Source extract:
::::::::

From 959b55a939e04b857f51aeb14571efa887d786cd Mon Sep 17 00:00:00 2001
From: Serene-Arc <serenical@gmail.com>
Date: Sat, 13 Mar 2021 20:18:30 +1000
Subject: [PATCH] Add beginning of archiver

---
 bulkredditdownloader/archive_entry.py         | 67 +++++++++++++++++++
 bulkredditdownloader/archiver.py              | 51 ++++++++++++++
 bulkredditdownloader/configuration.py         |  3 +
 bulkredditdownloader/exceptions.py            |  4 ++
 bulkredditdownloader/file_name_formatter.py   |  4 +-
 .../tests/test_archive_entry.py               | 32 +++++++++
 bulkredditdownloader/tests/test_archiver.py   | 36 ++++++++++
 .../tests/test_file_name_formatter.py         |  6 +-
 8 files changed, 198 insertions(+), 5 deletions(-)
 create mode 100644 bulkredditdownloader/archive_entry.py
 create mode 100644 bulkredditdownloader/archiver.py
 create mode 100644 bulkredditdownloader/tests/test_archive_entry.py
 create mode 100644 bulkredditdownloader/tests/test_archiver.py

diff --git a/bulkredditdownloader/archive_entry.py b/bulkredditdownloader/archive_entry.py
new file mode 100644
index 0000000..a223c66
--- /dev/null
+++ b/bulkredditdownloader/archive_entry.py
@@ -0,0 +1,67 @@
+#!/usr/bin/env python3
+# coding=utf-8
+
+import logging
+
+import praw.models
+
+logger = logging.getLogger(__name__)

::::::::

Given material:
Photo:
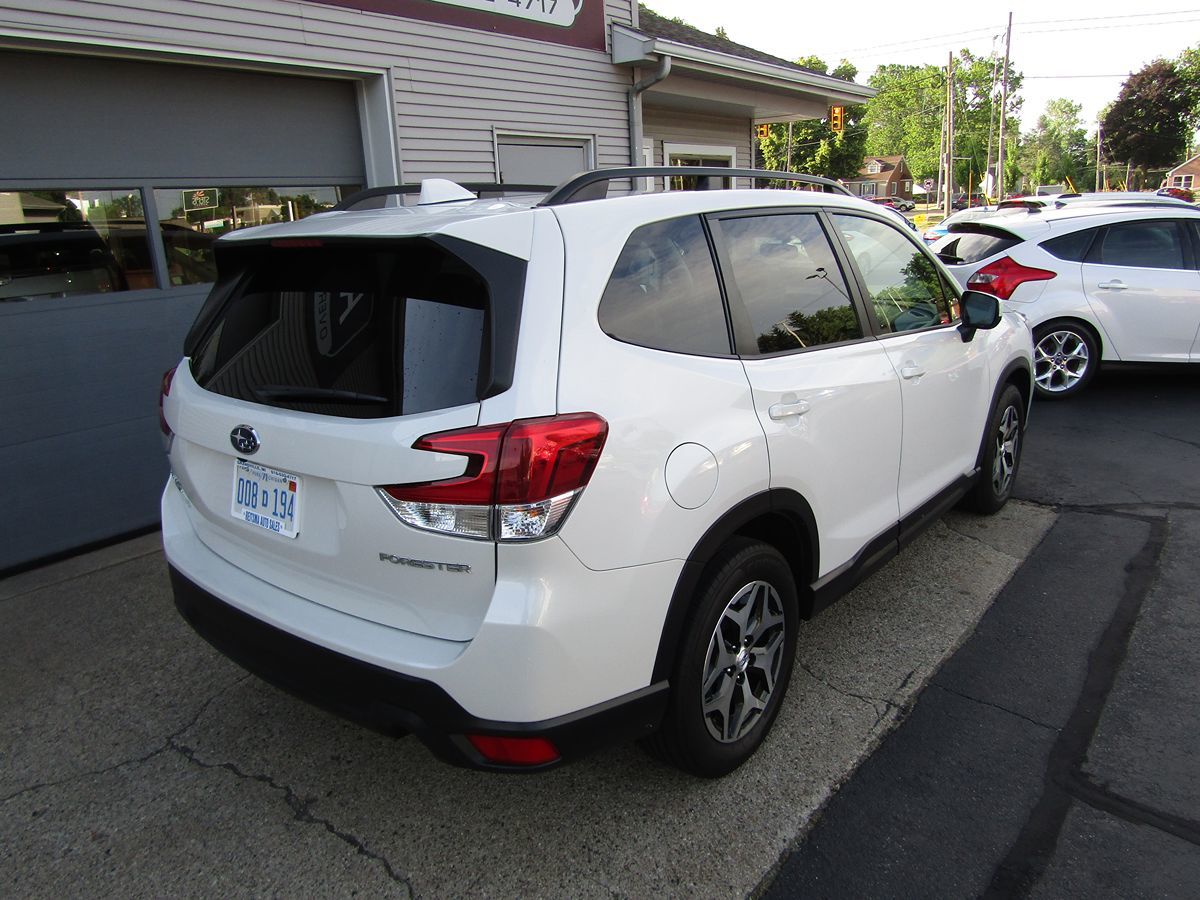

::::::::

Stated exercise A: Please tell whether each of these statements agrees with the archiver patch, giving yes or no and quoting the words from the patch that settle it: (i) The patch changes eight files. (ii) The file test_archiver.py existed before this patch. (iii) The new archive_entry.py imports the logging module.
Stated exercise B: Carry on the archiver patch from its last line.

Task output A:
(i) Yes: "8 files changed, 198 insertions(+), 5 deletions(-)"
(ii) No: "create mode 100644 bulkredditdownloader/tests/test_archiver.py"
(iii) Yes: "import logging"

Task output B:
+
+
+class ArchiveEntry:
+    def __init__(self, submission: praw.models.Submission):
+        self.submission = submission
+        self.comments: list[dict] = []
+        self.post_details: dict = {}
+
+    def compile(self) -> dict:
+        self._fill_entry()
+        out = self.post_details
+        out['comments'] = self.comments
+        return out
+
+    def _fill_entry(self):
+        self._get_comments()
+        self._get_post_details()
+
+    def _get_post_details(self):
+        self.post_details = {
+            'title': self.submission.title,
+            'name': self.submission.name,
+            'url': self.submission.url,
+            'selftext': self.submission.selftext,
+            'score': self.submission.score,
+            'upvote_ratio': self.submission.upvote_ratio,
+            'permalink': self.submission.permalink,
+            'id': self.submission.id,
+            'author': self.submission.author.name if self.submission.author else 'DELETED',
+            'link_flair_text': self.submission.link_flair_text,
+            'num_comments': self.submission.num_comments,
+            'over_18': self.submission.over_18,
+        }
+
+    def _get_comments(self):
+        logger.debug(f'Retrieving full comment tree for submission {self.submission.id}')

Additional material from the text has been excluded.